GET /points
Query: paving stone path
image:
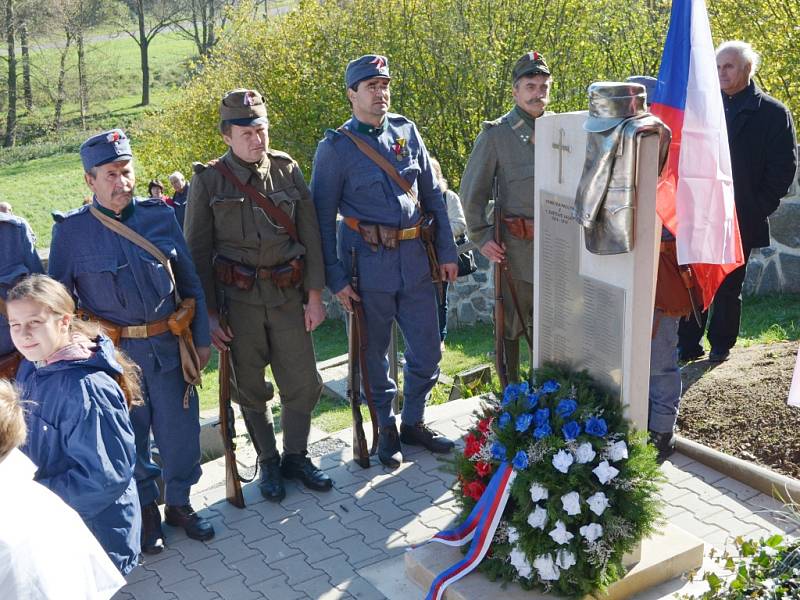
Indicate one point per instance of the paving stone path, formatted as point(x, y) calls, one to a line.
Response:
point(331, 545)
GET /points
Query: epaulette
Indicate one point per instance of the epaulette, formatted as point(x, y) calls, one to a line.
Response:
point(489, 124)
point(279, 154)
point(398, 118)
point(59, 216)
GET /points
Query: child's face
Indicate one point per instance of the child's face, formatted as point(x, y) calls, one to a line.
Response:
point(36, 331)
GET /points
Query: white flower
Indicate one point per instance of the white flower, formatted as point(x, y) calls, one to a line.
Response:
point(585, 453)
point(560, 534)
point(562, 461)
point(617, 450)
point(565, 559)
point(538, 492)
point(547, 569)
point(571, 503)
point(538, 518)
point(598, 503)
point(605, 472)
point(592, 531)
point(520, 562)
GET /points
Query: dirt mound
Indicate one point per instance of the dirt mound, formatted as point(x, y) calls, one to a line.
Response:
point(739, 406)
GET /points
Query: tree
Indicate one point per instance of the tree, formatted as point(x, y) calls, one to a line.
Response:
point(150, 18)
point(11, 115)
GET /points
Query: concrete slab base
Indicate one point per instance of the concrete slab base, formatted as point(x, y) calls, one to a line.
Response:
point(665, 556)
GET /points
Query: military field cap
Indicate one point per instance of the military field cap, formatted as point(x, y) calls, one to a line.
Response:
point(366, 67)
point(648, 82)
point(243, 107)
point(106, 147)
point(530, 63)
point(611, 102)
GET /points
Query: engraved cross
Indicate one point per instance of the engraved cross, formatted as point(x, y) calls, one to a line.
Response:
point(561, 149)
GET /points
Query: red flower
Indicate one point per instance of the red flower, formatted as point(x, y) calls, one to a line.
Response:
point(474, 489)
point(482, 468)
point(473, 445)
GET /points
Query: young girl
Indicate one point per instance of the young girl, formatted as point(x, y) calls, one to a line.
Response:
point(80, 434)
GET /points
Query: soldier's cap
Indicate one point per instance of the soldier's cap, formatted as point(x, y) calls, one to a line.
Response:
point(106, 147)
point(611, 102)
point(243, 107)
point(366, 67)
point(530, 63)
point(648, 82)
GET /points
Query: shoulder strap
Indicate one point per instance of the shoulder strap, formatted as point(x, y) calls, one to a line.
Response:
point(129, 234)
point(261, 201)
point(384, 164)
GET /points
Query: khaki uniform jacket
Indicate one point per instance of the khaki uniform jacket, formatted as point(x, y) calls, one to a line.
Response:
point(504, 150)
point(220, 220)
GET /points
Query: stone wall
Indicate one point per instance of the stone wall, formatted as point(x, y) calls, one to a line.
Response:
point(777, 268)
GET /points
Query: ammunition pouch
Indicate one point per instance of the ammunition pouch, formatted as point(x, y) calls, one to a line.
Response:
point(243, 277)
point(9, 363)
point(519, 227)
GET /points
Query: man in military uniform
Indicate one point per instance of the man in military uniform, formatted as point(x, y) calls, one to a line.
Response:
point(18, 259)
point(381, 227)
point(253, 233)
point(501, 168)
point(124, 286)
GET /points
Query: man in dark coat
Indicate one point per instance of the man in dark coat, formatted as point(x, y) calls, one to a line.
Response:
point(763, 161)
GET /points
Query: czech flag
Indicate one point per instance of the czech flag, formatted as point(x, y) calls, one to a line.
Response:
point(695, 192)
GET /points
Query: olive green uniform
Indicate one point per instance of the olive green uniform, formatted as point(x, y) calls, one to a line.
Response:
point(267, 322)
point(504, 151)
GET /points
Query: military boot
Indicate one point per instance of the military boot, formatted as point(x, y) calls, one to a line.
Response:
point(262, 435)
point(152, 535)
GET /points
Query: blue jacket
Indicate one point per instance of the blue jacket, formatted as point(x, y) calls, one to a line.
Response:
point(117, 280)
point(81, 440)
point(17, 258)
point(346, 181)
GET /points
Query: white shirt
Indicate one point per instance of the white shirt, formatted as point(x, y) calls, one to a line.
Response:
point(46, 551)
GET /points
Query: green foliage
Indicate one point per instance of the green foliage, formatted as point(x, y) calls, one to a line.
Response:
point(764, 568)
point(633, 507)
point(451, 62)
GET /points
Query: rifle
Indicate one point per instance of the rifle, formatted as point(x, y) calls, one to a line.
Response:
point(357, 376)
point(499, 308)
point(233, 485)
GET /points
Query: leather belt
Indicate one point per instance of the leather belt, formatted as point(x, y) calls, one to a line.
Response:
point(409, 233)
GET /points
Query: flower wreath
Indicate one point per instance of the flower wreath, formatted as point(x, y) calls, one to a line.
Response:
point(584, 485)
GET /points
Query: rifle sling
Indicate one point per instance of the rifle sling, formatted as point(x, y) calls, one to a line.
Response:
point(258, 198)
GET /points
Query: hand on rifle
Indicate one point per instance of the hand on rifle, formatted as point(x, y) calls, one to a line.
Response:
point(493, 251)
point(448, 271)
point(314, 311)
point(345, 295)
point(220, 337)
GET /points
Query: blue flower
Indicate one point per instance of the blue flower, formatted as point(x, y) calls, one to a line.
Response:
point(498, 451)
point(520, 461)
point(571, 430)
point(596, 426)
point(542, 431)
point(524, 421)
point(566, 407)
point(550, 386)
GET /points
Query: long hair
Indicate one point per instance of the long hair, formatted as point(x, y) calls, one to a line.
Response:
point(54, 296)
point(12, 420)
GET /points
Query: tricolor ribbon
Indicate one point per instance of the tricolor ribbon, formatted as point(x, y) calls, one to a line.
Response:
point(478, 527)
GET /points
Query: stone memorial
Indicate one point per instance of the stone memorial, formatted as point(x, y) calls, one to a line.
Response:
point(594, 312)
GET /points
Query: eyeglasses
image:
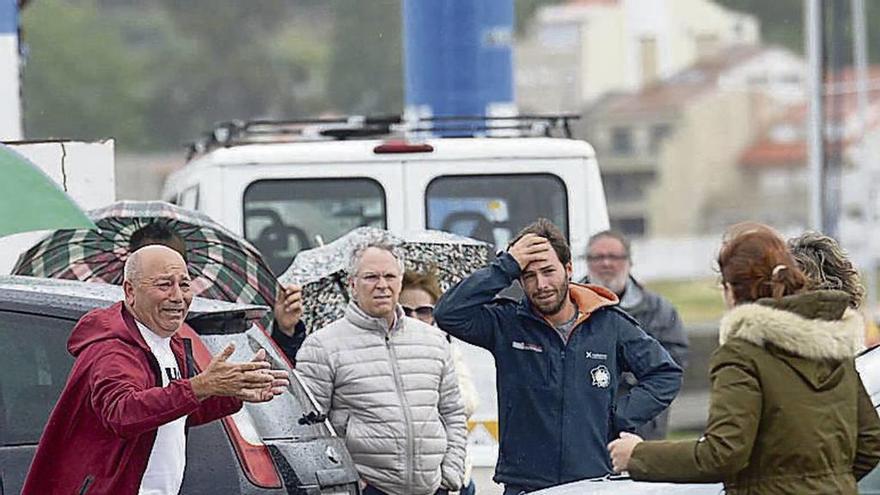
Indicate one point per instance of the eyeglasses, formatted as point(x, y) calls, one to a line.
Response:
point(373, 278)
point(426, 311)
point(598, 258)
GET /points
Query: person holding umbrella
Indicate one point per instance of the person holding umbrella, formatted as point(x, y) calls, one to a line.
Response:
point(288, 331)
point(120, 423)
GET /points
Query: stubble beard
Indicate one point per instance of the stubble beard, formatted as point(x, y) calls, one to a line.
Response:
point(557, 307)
+===+
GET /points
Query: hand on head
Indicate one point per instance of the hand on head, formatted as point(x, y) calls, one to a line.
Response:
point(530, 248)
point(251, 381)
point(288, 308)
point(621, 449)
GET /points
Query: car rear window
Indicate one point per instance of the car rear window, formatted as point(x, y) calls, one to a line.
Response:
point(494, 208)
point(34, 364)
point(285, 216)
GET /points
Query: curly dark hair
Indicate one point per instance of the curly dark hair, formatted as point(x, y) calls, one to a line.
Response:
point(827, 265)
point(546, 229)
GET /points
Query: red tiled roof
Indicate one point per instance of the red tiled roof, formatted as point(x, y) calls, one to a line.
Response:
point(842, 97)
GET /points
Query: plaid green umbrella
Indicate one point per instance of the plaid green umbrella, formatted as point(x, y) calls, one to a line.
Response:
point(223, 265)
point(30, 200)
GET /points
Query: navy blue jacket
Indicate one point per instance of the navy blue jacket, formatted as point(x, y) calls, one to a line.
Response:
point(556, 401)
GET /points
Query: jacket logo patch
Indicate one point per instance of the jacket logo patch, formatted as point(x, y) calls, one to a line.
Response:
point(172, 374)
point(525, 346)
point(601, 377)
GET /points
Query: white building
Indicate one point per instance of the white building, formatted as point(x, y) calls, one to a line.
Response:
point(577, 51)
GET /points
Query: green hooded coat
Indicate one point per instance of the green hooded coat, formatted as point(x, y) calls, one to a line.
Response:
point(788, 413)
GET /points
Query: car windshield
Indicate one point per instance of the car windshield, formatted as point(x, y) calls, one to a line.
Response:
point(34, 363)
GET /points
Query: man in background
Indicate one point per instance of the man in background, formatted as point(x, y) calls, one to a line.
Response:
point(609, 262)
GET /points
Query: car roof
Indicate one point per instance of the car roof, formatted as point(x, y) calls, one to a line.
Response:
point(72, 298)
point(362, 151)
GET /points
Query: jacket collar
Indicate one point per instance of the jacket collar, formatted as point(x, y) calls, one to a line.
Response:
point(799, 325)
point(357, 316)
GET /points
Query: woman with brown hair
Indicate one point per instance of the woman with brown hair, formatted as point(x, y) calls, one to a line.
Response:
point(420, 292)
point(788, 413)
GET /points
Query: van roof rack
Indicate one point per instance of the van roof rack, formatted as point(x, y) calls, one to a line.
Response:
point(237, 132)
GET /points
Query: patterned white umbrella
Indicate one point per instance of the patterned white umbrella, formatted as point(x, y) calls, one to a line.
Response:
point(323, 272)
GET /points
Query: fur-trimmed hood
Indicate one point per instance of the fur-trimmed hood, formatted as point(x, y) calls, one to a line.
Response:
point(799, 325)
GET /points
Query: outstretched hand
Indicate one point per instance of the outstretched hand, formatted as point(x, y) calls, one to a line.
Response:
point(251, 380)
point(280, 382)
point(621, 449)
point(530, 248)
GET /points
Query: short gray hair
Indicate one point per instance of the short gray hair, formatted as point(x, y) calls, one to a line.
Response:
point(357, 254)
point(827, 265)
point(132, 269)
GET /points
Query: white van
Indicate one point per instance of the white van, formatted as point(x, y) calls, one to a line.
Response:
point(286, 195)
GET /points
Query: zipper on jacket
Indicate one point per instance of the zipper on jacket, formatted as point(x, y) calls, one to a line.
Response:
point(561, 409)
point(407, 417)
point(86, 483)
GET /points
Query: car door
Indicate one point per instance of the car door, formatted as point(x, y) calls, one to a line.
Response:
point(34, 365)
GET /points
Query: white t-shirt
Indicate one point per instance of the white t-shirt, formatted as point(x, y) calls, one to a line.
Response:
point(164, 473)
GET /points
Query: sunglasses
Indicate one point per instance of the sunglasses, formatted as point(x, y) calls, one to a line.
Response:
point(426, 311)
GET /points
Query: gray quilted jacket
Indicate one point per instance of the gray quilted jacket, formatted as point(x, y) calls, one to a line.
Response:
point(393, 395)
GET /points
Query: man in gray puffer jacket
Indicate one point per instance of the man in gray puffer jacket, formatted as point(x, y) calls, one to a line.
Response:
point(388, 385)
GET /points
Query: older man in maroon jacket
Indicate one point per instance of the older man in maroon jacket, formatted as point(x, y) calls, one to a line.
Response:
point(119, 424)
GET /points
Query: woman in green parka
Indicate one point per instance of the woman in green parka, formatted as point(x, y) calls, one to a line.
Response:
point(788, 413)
+===+
**ZU ERLEDIGENDE AUFGABE**
Ziehen Sie bitte aus den Zeilen oben jede Zeile heraus, in der das Wort „ammunition“ vorkommt. Groß- und Kleinschreibung wird dabei unterschieden.

**ERGEBNIS DER ÜBUNG**
Query: ammunition pouch
Indicate one point per instance of the ammunition pouch, formatted as point(x, y) calls, one to a line.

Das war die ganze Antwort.